(Do this) Retype, character for character, the lines from the one containing "for paddle shaft." up to and including the last line of the items, and nothing else.

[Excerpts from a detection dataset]
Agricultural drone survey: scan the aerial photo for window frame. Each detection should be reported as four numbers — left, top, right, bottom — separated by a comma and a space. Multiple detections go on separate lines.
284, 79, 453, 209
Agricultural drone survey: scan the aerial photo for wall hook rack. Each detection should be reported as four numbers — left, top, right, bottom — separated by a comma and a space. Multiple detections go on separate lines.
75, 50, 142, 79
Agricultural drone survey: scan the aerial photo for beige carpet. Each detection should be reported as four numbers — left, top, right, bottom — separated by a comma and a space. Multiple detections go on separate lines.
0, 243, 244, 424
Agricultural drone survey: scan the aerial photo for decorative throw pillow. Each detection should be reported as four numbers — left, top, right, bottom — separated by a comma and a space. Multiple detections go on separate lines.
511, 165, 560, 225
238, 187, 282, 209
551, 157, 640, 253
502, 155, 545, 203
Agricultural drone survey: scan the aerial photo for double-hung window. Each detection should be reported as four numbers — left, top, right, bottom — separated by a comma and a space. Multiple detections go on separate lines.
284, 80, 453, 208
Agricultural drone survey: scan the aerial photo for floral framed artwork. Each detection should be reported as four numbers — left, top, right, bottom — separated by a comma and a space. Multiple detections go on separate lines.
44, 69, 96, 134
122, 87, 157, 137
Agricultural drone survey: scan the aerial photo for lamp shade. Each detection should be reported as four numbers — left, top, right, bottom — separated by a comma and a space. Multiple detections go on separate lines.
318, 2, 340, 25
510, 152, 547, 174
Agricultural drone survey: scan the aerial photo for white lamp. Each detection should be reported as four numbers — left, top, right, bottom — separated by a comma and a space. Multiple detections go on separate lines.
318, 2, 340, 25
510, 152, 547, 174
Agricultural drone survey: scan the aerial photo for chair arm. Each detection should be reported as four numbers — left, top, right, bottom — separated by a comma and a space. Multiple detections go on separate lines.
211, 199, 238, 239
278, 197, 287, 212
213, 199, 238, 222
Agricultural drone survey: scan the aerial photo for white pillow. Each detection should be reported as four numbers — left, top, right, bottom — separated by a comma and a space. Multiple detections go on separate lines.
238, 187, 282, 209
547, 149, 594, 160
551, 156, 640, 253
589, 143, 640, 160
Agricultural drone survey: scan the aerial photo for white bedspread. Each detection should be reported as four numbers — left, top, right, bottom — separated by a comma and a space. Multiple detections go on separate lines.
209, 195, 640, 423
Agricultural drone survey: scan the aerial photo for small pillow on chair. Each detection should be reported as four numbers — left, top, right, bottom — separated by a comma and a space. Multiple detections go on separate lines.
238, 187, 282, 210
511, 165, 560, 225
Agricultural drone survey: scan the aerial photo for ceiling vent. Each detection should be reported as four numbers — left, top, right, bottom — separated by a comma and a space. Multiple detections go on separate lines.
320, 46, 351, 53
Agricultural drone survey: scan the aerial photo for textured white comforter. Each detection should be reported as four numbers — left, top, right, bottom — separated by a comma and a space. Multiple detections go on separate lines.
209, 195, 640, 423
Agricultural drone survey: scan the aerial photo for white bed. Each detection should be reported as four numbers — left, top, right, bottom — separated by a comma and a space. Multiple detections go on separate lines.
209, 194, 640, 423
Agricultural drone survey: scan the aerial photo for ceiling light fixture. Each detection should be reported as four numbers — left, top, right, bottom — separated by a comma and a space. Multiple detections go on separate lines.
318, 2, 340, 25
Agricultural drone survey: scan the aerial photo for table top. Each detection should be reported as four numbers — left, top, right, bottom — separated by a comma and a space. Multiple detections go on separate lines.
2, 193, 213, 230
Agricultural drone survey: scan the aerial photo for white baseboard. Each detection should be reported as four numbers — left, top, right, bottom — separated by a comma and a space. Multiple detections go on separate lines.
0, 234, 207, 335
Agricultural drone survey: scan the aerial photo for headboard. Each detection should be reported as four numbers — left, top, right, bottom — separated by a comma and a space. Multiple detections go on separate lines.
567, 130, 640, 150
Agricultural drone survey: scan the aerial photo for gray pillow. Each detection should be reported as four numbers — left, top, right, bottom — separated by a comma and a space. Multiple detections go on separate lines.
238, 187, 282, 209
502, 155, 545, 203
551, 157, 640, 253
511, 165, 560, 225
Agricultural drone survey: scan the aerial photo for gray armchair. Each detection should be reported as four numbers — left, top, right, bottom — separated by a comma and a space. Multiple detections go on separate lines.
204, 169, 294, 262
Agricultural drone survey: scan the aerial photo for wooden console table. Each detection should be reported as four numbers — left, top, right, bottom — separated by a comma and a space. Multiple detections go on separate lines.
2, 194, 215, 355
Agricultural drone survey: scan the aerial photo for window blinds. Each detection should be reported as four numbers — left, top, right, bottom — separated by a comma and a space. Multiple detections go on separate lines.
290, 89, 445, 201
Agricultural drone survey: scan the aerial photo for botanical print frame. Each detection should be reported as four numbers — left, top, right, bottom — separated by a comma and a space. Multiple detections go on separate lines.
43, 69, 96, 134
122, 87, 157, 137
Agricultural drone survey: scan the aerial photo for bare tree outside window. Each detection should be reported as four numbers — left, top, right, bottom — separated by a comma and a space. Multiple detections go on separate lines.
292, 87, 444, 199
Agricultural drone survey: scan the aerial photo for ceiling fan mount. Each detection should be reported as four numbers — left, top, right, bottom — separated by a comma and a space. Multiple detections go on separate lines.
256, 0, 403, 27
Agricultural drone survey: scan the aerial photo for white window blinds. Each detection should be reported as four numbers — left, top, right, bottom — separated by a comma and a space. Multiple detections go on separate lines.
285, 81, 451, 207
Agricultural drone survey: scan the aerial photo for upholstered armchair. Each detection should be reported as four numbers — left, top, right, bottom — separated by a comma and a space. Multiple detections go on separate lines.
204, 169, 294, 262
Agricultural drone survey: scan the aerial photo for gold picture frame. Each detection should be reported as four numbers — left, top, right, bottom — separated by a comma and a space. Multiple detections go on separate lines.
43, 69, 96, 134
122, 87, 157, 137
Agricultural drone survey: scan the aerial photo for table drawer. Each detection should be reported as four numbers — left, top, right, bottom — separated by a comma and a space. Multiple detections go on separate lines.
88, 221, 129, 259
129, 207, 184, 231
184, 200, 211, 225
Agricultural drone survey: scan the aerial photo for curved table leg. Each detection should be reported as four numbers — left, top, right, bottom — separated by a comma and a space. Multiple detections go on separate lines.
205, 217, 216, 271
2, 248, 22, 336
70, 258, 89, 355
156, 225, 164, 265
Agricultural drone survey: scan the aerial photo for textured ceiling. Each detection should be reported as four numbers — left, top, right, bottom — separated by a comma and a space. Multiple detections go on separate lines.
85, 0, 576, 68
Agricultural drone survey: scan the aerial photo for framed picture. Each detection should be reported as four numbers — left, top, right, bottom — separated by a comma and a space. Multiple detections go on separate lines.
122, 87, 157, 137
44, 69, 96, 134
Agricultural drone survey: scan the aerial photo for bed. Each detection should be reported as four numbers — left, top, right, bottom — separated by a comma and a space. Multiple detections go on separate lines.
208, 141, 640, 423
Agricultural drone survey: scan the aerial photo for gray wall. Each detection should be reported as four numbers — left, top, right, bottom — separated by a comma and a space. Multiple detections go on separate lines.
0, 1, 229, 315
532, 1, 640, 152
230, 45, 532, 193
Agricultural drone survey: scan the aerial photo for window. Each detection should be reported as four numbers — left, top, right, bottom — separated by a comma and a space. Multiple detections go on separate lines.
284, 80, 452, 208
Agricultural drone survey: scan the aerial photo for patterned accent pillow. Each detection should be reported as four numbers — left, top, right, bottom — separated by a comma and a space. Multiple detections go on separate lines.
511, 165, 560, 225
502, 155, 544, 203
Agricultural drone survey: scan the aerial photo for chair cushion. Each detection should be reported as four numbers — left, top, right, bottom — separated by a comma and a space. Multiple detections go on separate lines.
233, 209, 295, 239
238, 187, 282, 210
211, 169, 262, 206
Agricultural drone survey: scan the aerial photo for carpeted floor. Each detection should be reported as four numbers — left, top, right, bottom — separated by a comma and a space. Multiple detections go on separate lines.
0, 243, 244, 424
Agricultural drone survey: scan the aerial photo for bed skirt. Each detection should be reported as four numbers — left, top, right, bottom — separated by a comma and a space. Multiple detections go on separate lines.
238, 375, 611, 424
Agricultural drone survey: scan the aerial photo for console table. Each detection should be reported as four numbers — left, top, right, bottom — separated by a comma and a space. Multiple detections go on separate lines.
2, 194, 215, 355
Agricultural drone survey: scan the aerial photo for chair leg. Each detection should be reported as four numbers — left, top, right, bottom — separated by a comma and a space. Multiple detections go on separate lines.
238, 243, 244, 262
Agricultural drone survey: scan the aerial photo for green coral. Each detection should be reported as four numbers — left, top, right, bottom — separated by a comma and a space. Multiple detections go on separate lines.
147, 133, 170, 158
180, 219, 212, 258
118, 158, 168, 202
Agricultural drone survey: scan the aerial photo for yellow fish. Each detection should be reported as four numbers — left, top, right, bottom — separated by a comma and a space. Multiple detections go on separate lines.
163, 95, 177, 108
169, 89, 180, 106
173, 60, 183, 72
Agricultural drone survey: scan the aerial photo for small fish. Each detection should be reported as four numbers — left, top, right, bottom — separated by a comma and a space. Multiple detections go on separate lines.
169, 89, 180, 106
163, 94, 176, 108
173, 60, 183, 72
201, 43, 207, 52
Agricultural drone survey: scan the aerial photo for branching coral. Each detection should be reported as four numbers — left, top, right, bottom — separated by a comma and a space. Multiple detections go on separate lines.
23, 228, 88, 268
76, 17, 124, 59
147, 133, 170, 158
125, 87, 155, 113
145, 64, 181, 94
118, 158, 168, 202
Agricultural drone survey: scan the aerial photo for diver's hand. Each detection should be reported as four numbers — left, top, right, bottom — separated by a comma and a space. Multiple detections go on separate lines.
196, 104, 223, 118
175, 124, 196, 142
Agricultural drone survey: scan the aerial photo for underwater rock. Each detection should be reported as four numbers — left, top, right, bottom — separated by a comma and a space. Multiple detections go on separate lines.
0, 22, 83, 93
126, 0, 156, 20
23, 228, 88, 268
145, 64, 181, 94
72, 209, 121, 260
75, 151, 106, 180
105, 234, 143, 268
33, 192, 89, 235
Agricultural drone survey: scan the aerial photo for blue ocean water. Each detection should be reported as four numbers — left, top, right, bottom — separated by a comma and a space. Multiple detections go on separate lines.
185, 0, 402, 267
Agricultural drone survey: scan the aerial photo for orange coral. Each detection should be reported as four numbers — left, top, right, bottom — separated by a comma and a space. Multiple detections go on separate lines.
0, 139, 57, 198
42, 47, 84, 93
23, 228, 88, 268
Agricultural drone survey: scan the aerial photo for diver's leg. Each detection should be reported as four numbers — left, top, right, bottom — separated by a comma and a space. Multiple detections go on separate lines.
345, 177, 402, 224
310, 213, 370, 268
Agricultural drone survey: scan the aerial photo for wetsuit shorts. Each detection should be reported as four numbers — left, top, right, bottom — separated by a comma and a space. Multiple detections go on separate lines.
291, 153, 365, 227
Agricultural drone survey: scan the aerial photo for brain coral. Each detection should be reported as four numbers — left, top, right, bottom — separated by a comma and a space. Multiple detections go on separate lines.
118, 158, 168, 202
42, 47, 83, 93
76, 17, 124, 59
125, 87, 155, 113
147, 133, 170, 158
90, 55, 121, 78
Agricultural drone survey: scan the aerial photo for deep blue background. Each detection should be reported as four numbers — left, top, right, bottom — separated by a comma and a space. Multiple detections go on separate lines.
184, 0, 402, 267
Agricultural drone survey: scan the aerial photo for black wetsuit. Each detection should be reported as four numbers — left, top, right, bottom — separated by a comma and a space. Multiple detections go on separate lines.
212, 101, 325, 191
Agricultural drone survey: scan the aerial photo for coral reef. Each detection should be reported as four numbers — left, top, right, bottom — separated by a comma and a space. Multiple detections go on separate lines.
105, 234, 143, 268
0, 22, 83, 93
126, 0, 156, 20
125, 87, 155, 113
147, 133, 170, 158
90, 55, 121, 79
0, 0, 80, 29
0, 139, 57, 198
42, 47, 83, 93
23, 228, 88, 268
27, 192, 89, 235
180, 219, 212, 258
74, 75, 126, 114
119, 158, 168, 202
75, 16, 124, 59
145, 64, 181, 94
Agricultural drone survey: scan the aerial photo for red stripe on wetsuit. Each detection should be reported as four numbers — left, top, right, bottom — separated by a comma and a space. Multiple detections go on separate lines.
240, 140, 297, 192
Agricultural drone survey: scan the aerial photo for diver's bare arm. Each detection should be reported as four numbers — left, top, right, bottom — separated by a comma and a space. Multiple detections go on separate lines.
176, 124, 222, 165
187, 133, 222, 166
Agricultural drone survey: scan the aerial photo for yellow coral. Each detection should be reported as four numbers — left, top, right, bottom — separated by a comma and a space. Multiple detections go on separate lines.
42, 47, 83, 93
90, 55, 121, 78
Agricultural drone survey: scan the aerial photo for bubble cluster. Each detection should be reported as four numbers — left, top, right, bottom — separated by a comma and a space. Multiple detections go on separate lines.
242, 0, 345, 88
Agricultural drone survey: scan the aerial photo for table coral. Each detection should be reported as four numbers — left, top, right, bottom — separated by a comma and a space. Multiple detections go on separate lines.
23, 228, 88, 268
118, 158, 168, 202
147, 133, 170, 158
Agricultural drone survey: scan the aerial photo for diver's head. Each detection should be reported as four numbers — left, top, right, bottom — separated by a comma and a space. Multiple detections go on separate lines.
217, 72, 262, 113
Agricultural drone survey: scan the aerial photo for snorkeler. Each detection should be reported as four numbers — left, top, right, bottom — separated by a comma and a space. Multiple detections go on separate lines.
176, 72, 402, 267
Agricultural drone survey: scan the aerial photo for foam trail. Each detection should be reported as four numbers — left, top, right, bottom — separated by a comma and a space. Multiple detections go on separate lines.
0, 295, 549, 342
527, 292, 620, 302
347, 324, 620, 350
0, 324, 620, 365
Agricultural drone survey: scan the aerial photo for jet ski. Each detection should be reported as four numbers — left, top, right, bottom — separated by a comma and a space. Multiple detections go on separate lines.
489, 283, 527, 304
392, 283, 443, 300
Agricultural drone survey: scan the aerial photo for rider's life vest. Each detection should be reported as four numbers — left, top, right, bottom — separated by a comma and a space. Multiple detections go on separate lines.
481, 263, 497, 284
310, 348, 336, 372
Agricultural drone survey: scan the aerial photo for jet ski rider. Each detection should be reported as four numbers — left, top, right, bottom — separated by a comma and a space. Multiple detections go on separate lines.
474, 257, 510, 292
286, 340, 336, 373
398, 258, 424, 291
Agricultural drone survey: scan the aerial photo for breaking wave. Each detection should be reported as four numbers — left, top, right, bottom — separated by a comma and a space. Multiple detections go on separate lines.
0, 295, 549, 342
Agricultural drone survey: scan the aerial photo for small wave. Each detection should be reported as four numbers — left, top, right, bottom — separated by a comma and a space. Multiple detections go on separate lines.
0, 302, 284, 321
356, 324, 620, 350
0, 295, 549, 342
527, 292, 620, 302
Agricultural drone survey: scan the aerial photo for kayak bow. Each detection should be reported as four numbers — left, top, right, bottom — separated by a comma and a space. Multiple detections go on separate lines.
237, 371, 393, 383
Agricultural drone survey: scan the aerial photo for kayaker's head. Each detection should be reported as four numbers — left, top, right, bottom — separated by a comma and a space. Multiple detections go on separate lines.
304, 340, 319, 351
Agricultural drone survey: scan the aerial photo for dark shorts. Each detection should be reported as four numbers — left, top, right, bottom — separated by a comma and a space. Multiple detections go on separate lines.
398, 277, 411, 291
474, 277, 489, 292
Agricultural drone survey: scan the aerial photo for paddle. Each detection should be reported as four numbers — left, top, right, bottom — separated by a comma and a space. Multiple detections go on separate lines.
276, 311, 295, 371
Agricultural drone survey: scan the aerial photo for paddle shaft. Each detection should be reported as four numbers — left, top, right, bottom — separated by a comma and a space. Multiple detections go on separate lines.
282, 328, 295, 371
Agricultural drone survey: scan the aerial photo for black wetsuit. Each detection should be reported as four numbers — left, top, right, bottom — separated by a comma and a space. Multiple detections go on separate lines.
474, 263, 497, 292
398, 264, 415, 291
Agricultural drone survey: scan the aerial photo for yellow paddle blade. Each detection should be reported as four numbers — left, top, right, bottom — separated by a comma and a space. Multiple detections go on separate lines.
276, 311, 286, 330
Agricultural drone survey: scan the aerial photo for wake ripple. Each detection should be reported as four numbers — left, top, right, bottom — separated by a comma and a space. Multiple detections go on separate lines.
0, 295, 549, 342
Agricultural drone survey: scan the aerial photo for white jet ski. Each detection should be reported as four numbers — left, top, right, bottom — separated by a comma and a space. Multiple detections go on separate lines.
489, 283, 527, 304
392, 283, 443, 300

(Answer below)
Agricultural drone survey: scan the aerial photo for paddle shaft. Each detection should be reported as four numbers — left, top, right, bottom — separated by a comma and a space. Multiple detections go on separate lines.
282, 328, 295, 371
Agricultural drone survey: scan the aerial photo for black wetsuit. Each detection should be reported as four numbers — left, top, right, bottom — separated by a comma and a space. Multiple detections go on separate lines.
474, 263, 497, 292
398, 264, 415, 291
Agricultural drone survey: scan the aerial photo for yellow paddle blade. Each detection should be reported as four numbers — left, top, right, bottom — separated by a comma and a space. Multiple detections go on separate lines.
276, 311, 286, 330
Agricultural drone survey: scan the aerial photo for wake ripple. Each detection should be reported as four numbers — left, top, right, bottom — separated by a comma and a space. Multiple detections go on separate lines.
0, 295, 549, 342
Agricultural drone survey: scan the aerial photo for white jet ski. Each detection should be reported as four numbers — left, top, right, bottom — separated by a comma and a space. Multiple detections go on separate lines.
489, 283, 527, 304
392, 283, 443, 300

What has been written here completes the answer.